## Start Stored data
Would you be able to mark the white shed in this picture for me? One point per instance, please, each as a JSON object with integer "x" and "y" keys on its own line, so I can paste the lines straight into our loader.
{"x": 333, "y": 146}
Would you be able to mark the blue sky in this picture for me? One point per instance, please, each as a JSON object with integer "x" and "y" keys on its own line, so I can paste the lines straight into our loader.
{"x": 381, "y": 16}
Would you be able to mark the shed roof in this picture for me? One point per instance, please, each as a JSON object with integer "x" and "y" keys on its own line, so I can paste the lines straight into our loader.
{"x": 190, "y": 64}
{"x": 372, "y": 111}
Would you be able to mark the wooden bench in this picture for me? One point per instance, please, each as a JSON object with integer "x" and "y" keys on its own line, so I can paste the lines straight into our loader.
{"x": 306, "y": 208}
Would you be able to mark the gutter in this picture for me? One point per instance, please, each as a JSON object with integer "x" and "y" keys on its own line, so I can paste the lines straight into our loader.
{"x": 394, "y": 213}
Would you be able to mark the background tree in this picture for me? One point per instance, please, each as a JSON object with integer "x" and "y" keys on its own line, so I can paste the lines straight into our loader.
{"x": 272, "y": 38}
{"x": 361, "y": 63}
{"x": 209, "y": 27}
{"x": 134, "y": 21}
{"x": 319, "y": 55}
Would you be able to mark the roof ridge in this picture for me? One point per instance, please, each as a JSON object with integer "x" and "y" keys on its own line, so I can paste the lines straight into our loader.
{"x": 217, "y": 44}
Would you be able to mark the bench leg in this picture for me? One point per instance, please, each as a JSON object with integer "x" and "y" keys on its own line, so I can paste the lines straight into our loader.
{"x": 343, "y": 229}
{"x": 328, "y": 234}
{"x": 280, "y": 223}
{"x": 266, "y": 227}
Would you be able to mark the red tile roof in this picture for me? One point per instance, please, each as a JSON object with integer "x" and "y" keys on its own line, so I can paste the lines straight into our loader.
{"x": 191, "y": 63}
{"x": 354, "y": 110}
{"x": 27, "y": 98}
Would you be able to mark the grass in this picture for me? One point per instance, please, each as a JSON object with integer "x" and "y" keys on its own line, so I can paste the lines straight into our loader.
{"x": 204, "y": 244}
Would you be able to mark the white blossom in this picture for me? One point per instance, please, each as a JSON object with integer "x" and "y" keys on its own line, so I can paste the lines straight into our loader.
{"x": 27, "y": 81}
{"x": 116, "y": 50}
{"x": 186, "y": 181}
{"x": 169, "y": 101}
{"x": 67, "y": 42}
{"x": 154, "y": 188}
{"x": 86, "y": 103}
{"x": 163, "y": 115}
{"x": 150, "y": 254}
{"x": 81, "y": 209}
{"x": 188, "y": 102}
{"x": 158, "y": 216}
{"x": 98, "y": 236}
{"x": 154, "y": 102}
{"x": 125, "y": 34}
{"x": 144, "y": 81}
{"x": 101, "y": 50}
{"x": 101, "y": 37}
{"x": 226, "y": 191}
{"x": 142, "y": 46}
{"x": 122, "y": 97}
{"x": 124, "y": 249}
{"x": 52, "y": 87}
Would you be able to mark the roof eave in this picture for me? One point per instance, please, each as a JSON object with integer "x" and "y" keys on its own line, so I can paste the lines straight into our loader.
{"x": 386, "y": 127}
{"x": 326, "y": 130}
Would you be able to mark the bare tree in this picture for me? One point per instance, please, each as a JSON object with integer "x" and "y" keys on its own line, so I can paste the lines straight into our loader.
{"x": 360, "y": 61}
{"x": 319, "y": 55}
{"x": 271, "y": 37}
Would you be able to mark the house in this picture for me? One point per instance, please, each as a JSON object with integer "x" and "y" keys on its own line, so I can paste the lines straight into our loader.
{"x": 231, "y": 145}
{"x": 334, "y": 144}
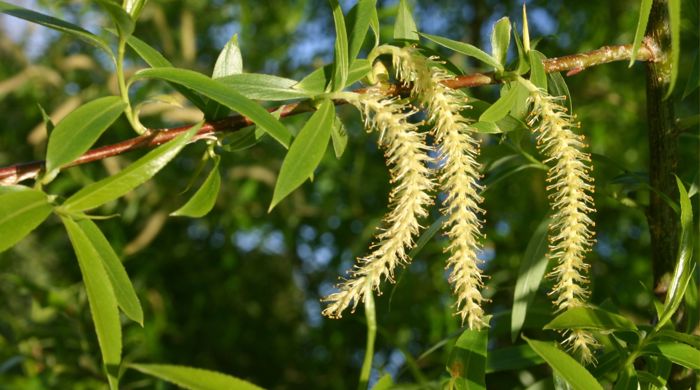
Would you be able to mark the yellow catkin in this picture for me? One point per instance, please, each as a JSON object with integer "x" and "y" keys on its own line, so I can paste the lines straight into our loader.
{"x": 459, "y": 175}
{"x": 570, "y": 187}
{"x": 407, "y": 155}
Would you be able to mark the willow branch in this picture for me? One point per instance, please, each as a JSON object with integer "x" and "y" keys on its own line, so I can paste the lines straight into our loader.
{"x": 573, "y": 64}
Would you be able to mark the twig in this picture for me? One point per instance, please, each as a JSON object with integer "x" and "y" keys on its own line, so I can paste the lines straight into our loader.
{"x": 574, "y": 63}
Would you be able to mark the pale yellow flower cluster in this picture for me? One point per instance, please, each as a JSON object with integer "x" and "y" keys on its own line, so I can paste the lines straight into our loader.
{"x": 571, "y": 235}
{"x": 407, "y": 156}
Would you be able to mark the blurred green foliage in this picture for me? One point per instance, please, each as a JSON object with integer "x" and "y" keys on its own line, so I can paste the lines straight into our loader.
## End Stored data
Set exercise: Please rewrite the rows starting at the one that contains "Would you be able to mark the twig" and ending at the last row, requests included, offsetting every coordinate in the answers by -67.

Expected answer:
Would you be able to mark the twig in this picture for me? One point per instance, please, each as a JSON object with integer "x" and "y" keys on its own line, so I can paste the lines straight into our loader.
{"x": 507, "y": -4}
Would you be able to mark the pale yellow flower cluster in this picture for me? One point per instance, please, each as a JSON object with integer "x" and "y" keys on its own line, so I can paste the lines straight into our loader.
{"x": 504, "y": 168}
{"x": 340, "y": 89}
Would you be able to mark the blurred green foliage in this picture for me? One point per instance, please, each as a JSON object with integer "x" and "y" keys on its own line, so I can paste the lines straight into our loader.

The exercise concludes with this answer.